Here’a Ingram with Austin in February 1983, performing “Baby, Come To Me” for the Dutch TV program “Top Pop.”
The duet with Austin was just the beginning of a string of hit duets. Next was "Yah Mo B There," with Michael McDonald, in 1983.
According to Michael McDonald, "Yah Mo B There" is based on the original Hebrew name for God (Yahweh), and was originally called "Yahweh Be There." The title was James Ingram's idea: "We were talking about how to say 'God will be there' without scaring most of the audience away."
It was co-written and produced by Quincy Jones (who does the African style sounds in the song) and Rod Temperton, who later wrote "Sweet Freedom" for McDonald (the theme from Running Scared).
The song is a duet between the soul singers Michael McDonald and James Ingram. They wrote it after Quincy Jones asked them to collaborate on a song for Ingram's album It's Your Night, which Jones was producing. The wrote a few songs that didn't pass muster with Jones before landing on "Yah Mo B There." McDonald and Ingram didn't know each other very well when they started, but they became good friends by the end of the process.
"I really wanted to get one on that album," McDonald told Classic Pop magazine. "I love James' voice and we became best friends."

RAW DATA:
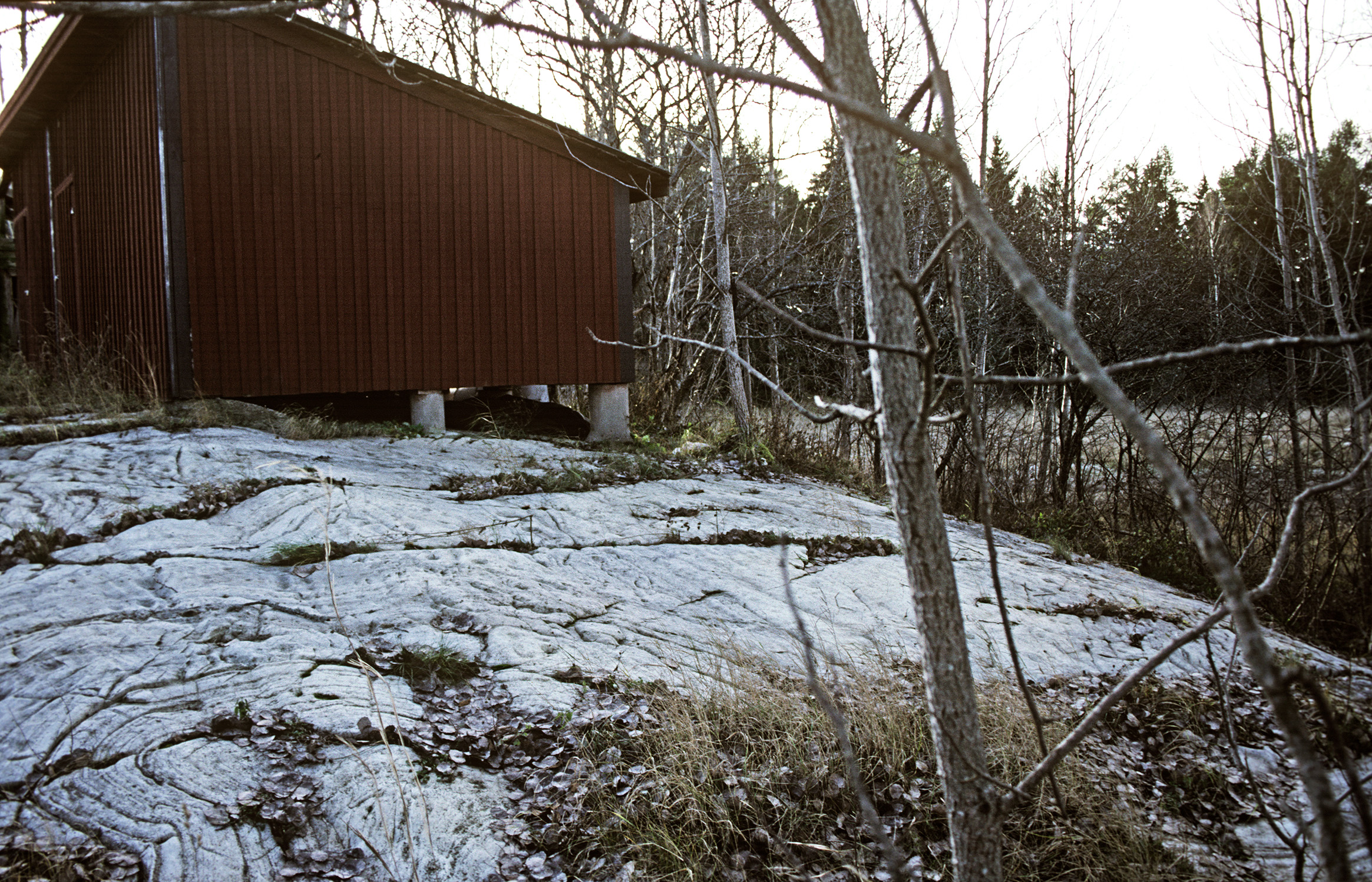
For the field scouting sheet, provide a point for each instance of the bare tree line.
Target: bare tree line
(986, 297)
==
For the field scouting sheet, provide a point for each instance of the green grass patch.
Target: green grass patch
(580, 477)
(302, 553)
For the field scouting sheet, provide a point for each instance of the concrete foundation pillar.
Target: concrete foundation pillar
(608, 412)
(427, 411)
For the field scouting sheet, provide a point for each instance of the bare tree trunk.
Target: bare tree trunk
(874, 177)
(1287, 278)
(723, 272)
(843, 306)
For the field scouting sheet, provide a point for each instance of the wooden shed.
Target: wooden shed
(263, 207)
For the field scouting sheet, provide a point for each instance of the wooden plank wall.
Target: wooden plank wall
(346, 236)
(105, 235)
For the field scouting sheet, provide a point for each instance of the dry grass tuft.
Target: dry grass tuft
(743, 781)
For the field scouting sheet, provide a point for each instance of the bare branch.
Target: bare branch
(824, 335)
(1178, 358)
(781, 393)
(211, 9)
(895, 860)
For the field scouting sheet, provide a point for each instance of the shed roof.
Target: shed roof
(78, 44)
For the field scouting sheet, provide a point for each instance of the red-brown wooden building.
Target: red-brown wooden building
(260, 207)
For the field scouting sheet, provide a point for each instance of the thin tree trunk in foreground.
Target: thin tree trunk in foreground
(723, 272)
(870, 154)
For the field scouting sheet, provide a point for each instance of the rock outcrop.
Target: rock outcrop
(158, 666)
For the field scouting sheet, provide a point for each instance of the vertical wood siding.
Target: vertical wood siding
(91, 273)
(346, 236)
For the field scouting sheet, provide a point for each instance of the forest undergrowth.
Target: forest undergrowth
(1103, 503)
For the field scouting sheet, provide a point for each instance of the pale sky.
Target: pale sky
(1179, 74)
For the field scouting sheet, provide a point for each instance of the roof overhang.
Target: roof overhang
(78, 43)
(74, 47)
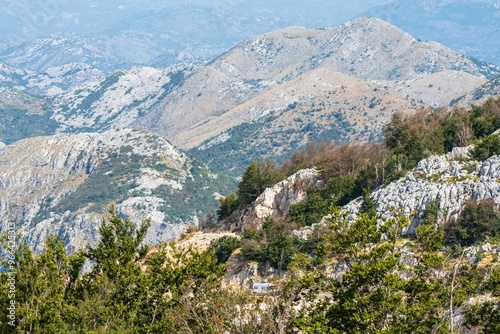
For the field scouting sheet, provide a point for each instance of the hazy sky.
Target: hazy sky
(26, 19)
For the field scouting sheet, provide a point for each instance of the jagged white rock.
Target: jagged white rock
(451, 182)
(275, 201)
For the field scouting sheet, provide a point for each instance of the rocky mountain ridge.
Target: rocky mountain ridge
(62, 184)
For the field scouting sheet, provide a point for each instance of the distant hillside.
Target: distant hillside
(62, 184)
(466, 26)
---
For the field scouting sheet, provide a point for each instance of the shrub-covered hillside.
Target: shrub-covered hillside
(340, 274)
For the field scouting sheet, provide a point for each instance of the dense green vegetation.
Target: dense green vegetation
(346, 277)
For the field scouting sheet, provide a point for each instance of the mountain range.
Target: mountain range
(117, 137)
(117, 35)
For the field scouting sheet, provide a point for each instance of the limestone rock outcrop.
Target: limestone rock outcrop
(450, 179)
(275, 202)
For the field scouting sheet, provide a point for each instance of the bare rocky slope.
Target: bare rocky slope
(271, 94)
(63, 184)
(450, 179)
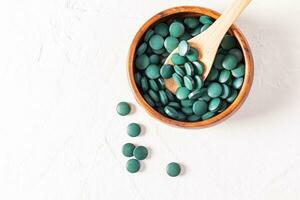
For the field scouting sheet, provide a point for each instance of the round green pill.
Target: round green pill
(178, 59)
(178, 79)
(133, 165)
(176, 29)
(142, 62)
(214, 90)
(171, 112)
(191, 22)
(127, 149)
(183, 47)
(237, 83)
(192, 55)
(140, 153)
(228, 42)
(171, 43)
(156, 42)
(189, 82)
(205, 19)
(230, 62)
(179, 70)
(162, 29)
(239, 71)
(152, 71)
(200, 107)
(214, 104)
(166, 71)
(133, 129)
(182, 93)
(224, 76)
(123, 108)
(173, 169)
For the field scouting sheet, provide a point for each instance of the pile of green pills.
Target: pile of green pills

WRITTEN TASK A: In the passage on James Ingram's duets, rewrite the part starting at "Here’a Ingram with" and ending at "McDonald, in 1983.", changing "hit duets" to "hit collaborations".
WRITTEN TASK B:
Answer these questions from the passage on James Ingram's duets:
(i) On which Dutch TV program did Ingram and Austin perform "Baby, Come To Me" in February 1983?
(ii) What was "Yah Mo B There" originally called?
(iii) For which Ingram album did Quincy Jones ask McDonald and Ingram to write a song?

FULL RESPONSE A:
Here’a Ingram with Austin in February 1983, performing “Baby, Come To Me” for the Dutch TV program “Top Pop.”
The duet with Austin was just the beginning of a string of hit collaborations. Next was "Yah Mo B There," with Michael McDonald, in 1983.

FULL RESPONSE B:
(i) "Top Pop"
(ii) "Yahweh Be There"
(iii) It's Your Night